Given entries:

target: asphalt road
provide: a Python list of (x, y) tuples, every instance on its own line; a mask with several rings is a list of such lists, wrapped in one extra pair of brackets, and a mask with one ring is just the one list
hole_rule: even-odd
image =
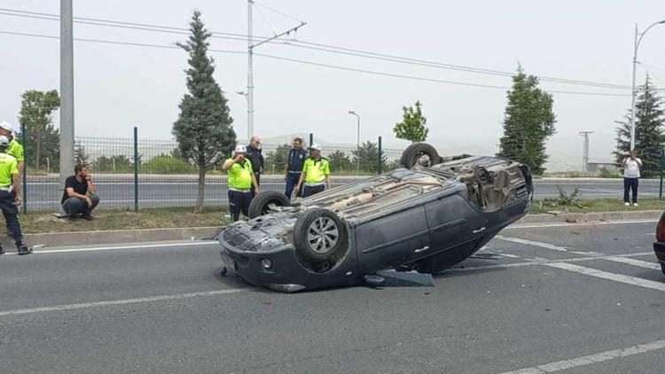
[(214, 243), (6, 254), (0, 368), (659, 373), (654, 225), (513, 226), (483, 250), (493, 259), (469, 259), (434, 287), (296, 294), (220, 277)]
[[(333, 185), (353, 183), (363, 177), (338, 177)], [(536, 180), (536, 199), (556, 197), (558, 186), (567, 193), (575, 187), (580, 187), (583, 199), (622, 199), (622, 179), (600, 180)], [(97, 183), (98, 193), (102, 198), (101, 207), (129, 208), (134, 206), (134, 184), (126, 180), (111, 181), (108, 177)], [(270, 175), (263, 178), (262, 188), (264, 190), (284, 191), (285, 182), (279, 175)], [(639, 196), (643, 198), (658, 197), (660, 182), (656, 180), (640, 181)], [(226, 181), (219, 176), (212, 178), (206, 183), (206, 202), (210, 206), (223, 206), (227, 203)], [(56, 209), (60, 200), (60, 193), (55, 180), (28, 182), (28, 209)], [(191, 177), (164, 175), (146, 178), (139, 183), (139, 204), (143, 207), (192, 206), (197, 196), (197, 183)]]

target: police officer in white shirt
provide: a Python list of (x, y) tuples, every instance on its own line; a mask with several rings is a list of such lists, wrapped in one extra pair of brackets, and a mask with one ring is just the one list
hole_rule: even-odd
[(626, 206), (630, 205), (629, 192), (632, 190), (633, 206), (638, 206), (638, 187), (639, 186), (639, 169), (642, 160), (638, 158), (635, 150), (630, 151), (629, 157), (623, 160), (623, 202)]

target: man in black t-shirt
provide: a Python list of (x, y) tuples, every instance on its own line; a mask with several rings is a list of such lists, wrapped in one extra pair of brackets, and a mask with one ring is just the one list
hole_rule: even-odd
[(83, 165), (76, 165), (74, 174), (65, 182), (62, 210), (70, 218), (81, 215), (86, 220), (91, 220), (92, 209), (99, 204), (99, 197), (96, 195), (97, 187), (92, 183), (92, 175)]

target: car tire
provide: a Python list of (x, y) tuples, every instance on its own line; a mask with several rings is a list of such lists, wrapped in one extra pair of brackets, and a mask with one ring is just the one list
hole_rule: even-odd
[(432, 166), (441, 162), (441, 157), (436, 149), (426, 143), (414, 143), (409, 145), (402, 153), (400, 164), (406, 168), (413, 167)]
[(289, 206), (291, 200), (282, 192), (277, 191), (265, 191), (252, 199), (249, 203), (249, 218), (254, 219), (268, 213), (270, 204), (278, 206)]
[(348, 249), (347, 226), (328, 209), (308, 209), (293, 226), (293, 245), (308, 261), (337, 261)]

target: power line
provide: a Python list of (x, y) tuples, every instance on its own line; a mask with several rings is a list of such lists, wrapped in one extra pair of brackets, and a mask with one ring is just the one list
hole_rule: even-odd
[[(277, 12), (264, 5), (261, 5), (261, 6), (266, 9), (271, 10), (273, 12)], [(9, 16), (35, 18), (35, 19), (48, 19), (48, 20), (59, 19), (59, 16), (57, 14), (41, 13), (41, 12), (35, 12), (20, 11), (20, 10), (12, 10), (12, 9), (6, 9), (6, 8), (0, 8), (0, 11), (12, 12), (16, 12), (16, 13), (25, 13), (25, 14), (13, 14), (13, 13), (0, 12), (0, 14), (9, 15)], [(286, 15), (285, 16), (289, 17)], [(295, 19), (292, 17), (289, 17), (289, 18)], [(82, 18), (82, 17), (75, 17), (74, 22), (82, 23), (82, 24), (88, 24), (88, 25), (94, 25), (94, 26), (137, 29), (137, 30), (142, 30), (142, 31), (170, 32), (172, 34), (180, 34), (180, 35), (189, 34), (189, 29), (187, 28), (166, 27), (166, 26), (153, 25), (153, 24), (145, 24), (145, 23), (136, 23), (136, 22), (121, 22), (121, 21), (109, 20), (109, 19)], [(220, 32), (215, 32), (215, 31), (211, 32), (211, 34), (213, 35), (213, 37), (220, 38), (220, 39), (237, 40), (237, 41), (243, 41), (243, 42), (246, 41), (247, 39), (247, 35), (242, 35), (242, 34), (220, 33)], [(262, 40), (262, 39), (265, 39), (265, 37), (255, 37), (253, 39)], [(472, 67), (472, 66), (460, 66), (460, 65), (446, 64), (446, 63), (442, 63), (442, 62), (428, 61), (428, 60), (419, 59), (419, 58), (403, 58), (400, 56), (393, 56), (393, 55), (387, 55), (387, 54), (383, 54), (383, 53), (356, 50), (356, 49), (346, 48), (346, 47), (339, 47), (339, 46), (334, 46), (334, 45), (330, 45), (330, 44), (299, 41), (299, 40), (289, 41), (289, 40), (279, 39), (279, 42), (277, 42), (277, 43), (282, 45), (289, 45), (289, 46), (309, 49), (309, 50), (313, 50), (313, 51), (321, 51), (329, 52), (329, 53), (337, 53), (337, 54), (343, 54), (343, 55), (348, 55), (348, 56), (361, 57), (361, 58), (378, 59), (378, 60), (383, 60), (383, 61), (387, 61), (387, 62), (443, 68), (443, 69), (449, 69), (449, 70), (458, 70), (458, 71), (464, 71), (467, 73), (505, 76), (505, 77), (510, 77), (510, 76), (514, 75), (514, 73), (511, 73), (511, 72), (504, 72), (504, 71), (499, 71), (499, 70), (491, 70), (491, 69), (477, 68), (477, 67)], [(630, 86), (619, 85), (619, 84), (614, 84), (614, 83), (604, 83), (604, 82), (591, 82), (591, 81), (578, 81), (578, 80), (554, 78), (554, 77), (548, 77), (548, 76), (538, 76), (538, 78), (544, 82), (555, 82), (555, 83), (583, 85), (583, 86), (615, 89), (615, 90), (630, 90)]]
[[(54, 36), (54, 35), (19, 33), (19, 32), (13, 32), (13, 31), (0, 30), (0, 34), (47, 38), (47, 39), (59, 39), (59, 36)], [(119, 42), (119, 41), (110, 41), (110, 40), (102, 40), (102, 39), (74, 38), (74, 40), (78, 41), (78, 42), (101, 43), (106, 43), (106, 44), (119, 44), (119, 45), (129, 45), (129, 46), (136, 46), (136, 47), (162, 48), (162, 49), (171, 49), (171, 50), (180, 49), (179, 47), (176, 45), (151, 44), (151, 43), (133, 43), (133, 42)], [(247, 53), (245, 51), (231, 51), (231, 50), (216, 50), (216, 49), (209, 49), (208, 51), (211, 52), (218, 52), (218, 53), (231, 53), (231, 54), (246, 54)], [(458, 82), (458, 81), (447, 81), (447, 80), (441, 80), (441, 79), (435, 79), (435, 78), (403, 75), (403, 74), (392, 74), (392, 73), (379, 72), (379, 71), (374, 71), (374, 70), (366, 70), (366, 69), (359, 69), (359, 68), (355, 68), (355, 67), (340, 66), (337, 65), (324, 64), (324, 63), (308, 61), (308, 60), (298, 59), (298, 58), (286, 58), (282, 56), (269, 55), (265, 53), (254, 53), (254, 55), (268, 58), (272, 58), (272, 59), (278, 59), (278, 60), (283, 60), (283, 61), (288, 61), (288, 62), (293, 62), (293, 63), (299, 63), (299, 64), (304, 64), (304, 65), (309, 65), (309, 66), (321, 66), (321, 67), (327, 67), (327, 68), (332, 68), (332, 69), (336, 69), (336, 70), (345, 70), (345, 71), (350, 71), (350, 72), (356, 72), (356, 73), (363, 73), (363, 74), (372, 74), (372, 75), (382, 75), (382, 76), (389, 76), (393, 78), (410, 79), (410, 80), (420, 81), (420, 82), (435, 82), (435, 83), (455, 84), (455, 85), (461, 85), (461, 86), (480, 87), (480, 88), (488, 88), (488, 89), (500, 89), (500, 90), (511, 89), (510, 87), (507, 87), (507, 86), (497, 86), (497, 85), (472, 83), (472, 82)], [(571, 95), (606, 96), (606, 97), (630, 96), (627, 94), (566, 91), (566, 90), (547, 90), (547, 92), (571, 94)]]

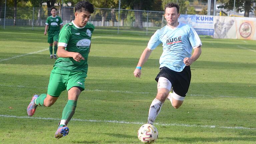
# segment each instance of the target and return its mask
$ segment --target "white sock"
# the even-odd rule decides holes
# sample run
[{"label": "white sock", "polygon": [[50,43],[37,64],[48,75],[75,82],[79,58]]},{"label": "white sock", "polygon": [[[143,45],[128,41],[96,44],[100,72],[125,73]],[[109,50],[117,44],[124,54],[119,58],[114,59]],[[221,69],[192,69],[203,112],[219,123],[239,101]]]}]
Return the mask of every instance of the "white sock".
[{"label": "white sock", "polygon": [[172,93],[170,93],[170,94],[169,94],[169,98],[170,100],[170,101],[171,101],[171,103],[172,104],[172,105],[173,106],[173,105],[172,105],[172,95],[173,94]]},{"label": "white sock", "polygon": [[153,100],[150,105],[148,112],[148,123],[152,124],[154,123],[156,117],[160,112],[163,104],[162,102],[156,98]]}]

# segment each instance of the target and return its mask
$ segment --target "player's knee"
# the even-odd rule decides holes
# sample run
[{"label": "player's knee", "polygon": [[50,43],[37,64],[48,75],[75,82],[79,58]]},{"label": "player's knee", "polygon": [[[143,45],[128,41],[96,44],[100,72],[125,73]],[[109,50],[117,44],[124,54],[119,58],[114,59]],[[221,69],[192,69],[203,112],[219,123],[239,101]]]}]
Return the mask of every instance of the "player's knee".
[{"label": "player's knee", "polygon": [[54,104],[55,102],[52,101],[48,101],[46,102],[44,102],[44,106],[46,107],[50,107],[53,105]]},{"label": "player's knee", "polygon": [[178,105],[178,104],[174,104],[172,105],[172,106],[175,109],[177,109],[179,108],[180,107],[181,105]]},{"label": "player's knee", "polygon": [[168,96],[164,93],[158,93],[156,95],[156,98],[162,102],[163,102],[165,100],[166,97]]}]

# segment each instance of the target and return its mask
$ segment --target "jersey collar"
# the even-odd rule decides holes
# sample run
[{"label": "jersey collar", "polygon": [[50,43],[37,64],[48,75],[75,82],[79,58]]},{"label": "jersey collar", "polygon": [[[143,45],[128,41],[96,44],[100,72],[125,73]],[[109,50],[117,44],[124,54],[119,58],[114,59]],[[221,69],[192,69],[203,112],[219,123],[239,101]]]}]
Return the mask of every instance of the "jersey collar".
[{"label": "jersey collar", "polygon": [[168,24],[167,24],[166,25],[166,26],[167,26],[167,27],[168,27],[168,28],[169,28],[169,29],[171,29],[171,30],[174,30],[174,29],[176,29],[176,28],[178,28],[179,27],[179,26],[180,26],[180,22],[179,22],[179,24],[177,26],[176,26],[176,27],[175,27],[175,28],[171,28],[171,27],[169,27],[169,26],[168,26]]},{"label": "jersey collar", "polygon": [[72,21],[71,22],[72,22],[72,23],[74,25],[74,26],[75,26],[75,27],[76,27],[76,28],[77,28],[82,29],[82,28],[84,28],[85,27],[85,26],[84,26],[83,27],[79,27],[77,26],[77,25],[76,25],[76,24],[75,24],[75,23],[74,22],[74,21],[73,20],[72,20]]}]

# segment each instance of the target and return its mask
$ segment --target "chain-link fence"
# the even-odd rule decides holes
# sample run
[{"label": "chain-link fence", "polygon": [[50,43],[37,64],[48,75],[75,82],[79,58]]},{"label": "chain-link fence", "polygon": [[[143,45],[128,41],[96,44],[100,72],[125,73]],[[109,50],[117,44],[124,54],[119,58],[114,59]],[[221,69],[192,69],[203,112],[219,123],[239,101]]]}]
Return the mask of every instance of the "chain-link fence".
[{"label": "chain-link fence", "polygon": [[[57,8],[57,15],[62,18],[64,24],[74,19],[74,7],[63,7],[62,10],[61,7]],[[32,28],[35,26],[44,26],[47,17],[51,15],[50,9],[46,6],[40,8],[18,7],[16,18],[14,7],[7,7],[5,13],[3,9],[0,11],[1,26],[31,26]],[[89,22],[96,27],[139,28],[140,30],[147,32],[149,27],[159,28],[166,24],[164,13],[163,12],[95,8]]]}]

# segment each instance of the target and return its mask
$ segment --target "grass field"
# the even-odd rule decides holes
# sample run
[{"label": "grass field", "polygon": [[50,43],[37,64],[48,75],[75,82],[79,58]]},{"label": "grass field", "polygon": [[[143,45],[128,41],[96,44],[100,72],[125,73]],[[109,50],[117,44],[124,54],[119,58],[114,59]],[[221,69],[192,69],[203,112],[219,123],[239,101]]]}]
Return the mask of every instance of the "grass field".
[{"label": "grass field", "polygon": [[[55,60],[49,58],[44,28],[0,28],[0,143],[140,143],[157,92],[161,45],[133,72],[150,36],[96,29],[86,90],[79,96],[68,135],[54,133],[67,101],[63,92],[50,107],[26,108],[45,93]],[[189,90],[179,108],[166,101],[155,125],[157,144],[256,143],[256,42],[201,37],[202,52],[191,66]]]}]

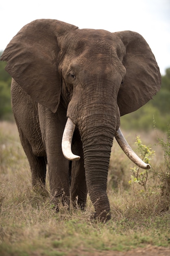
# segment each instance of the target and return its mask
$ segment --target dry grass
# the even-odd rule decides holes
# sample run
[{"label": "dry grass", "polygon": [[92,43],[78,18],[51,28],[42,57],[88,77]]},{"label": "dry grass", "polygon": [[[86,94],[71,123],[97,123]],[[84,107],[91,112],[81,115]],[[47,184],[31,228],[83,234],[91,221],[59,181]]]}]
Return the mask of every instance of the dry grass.
[{"label": "dry grass", "polygon": [[[134,133],[124,133],[134,148]],[[157,143],[154,132],[140,135],[144,143]],[[16,126],[0,123],[0,255],[64,255],[78,249],[121,251],[148,244],[169,246],[170,210],[157,175],[164,168],[163,153],[160,146],[153,148],[155,156],[146,193],[139,184],[129,186],[133,164],[114,142],[108,186],[112,218],[105,224],[93,222],[89,198],[84,212],[69,211],[61,206],[57,214],[48,197],[32,190]]]}]

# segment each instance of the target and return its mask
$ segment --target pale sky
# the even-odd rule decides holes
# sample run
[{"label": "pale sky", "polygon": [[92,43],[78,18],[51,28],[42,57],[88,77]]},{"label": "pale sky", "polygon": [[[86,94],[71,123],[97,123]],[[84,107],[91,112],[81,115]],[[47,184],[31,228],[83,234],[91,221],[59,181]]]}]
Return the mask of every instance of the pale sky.
[{"label": "pale sky", "polygon": [[1,0],[0,51],[26,24],[59,20],[79,28],[140,34],[151,48],[161,74],[170,67],[170,0]]}]

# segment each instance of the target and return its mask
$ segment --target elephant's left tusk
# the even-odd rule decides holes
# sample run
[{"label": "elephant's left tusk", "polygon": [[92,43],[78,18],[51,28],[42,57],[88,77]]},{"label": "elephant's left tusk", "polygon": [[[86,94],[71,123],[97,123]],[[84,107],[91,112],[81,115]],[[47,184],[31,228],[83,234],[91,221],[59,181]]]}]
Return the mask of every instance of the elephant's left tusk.
[{"label": "elephant's left tusk", "polygon": [[75,124],[68,117],[63,132],[61,142],[61,148],[63,155],[68,160],[77,160],[80,158],[80,157],[74,155],[72,151],[72,141],[75,126]]},{"label": "elephant's left tusk", "polygon": [[122,149],[134,164],[142,169],[147,170],[150,168],[150,164],[144,163],[132,150],[120,129],[115,132],[115,137]]}]

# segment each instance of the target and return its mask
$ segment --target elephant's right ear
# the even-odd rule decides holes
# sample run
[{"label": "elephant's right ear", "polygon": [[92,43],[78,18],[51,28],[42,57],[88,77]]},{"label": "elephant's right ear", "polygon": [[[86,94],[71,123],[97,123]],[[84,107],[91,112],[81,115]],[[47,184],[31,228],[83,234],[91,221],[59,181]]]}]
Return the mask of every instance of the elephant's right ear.
[{"label": "elephant's right ear", "polygon": [[6,70],[28,94],[55,112],[59,102],[57,36],[78,27],[56,20],[36,20],[24,27],[0,59]]}]

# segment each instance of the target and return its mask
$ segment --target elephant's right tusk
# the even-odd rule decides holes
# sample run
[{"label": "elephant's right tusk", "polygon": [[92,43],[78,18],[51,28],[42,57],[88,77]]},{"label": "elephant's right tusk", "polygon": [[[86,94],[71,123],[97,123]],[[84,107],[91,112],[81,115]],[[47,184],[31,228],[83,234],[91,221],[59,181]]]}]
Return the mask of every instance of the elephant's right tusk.
[{"label": "elephant's right tusk", "polygon": [[120,129],[115,132],[115,137],[122,149],[134,164],[142,169],[147,170],[150,168],[150,164],[144,163],[132,150]]},{"label": "elephant's right tusk", "polygon": [[69,117],[68,118],[64,132],[61,142],[61,148],[63,153],[67,159],[72,160],[79,160],[80,157],[73,154],[72,151],[72,141],[75,125]]}]

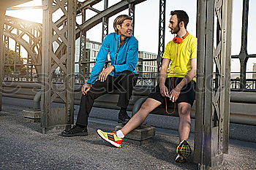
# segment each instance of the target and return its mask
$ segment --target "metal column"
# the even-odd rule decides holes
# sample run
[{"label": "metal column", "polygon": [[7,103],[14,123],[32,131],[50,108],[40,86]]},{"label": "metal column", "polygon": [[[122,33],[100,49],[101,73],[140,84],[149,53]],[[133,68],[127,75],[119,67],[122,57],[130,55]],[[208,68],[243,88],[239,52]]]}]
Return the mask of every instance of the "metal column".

Given problem: Edit the stretch of the listing from the line containing "target: police officer in white shirt" through the line containing "160), (623, 202)]", replacing "white shirt" with "blue shirt" and leaving everything else unchanged. Give only those edited lines.

Solution for this exercise:
target: police officer in blue shirt
provide: a Python list of (x, y) tuples, every instance on its own line; a mask with several rings is a list of such lists, wrapped in one extra pair of brackets, and a mask with one ring is just the one list
hole_rule: even-odd
[(626, 206), (630, 205), (629, 192), (632, 190), (633, 206), (638, 206), (638, 187), (639, 186), (639, 169), (642, 160), (638, 158), (635, 150), (630, 151), (629, 157), (623, 160), (623, 202)]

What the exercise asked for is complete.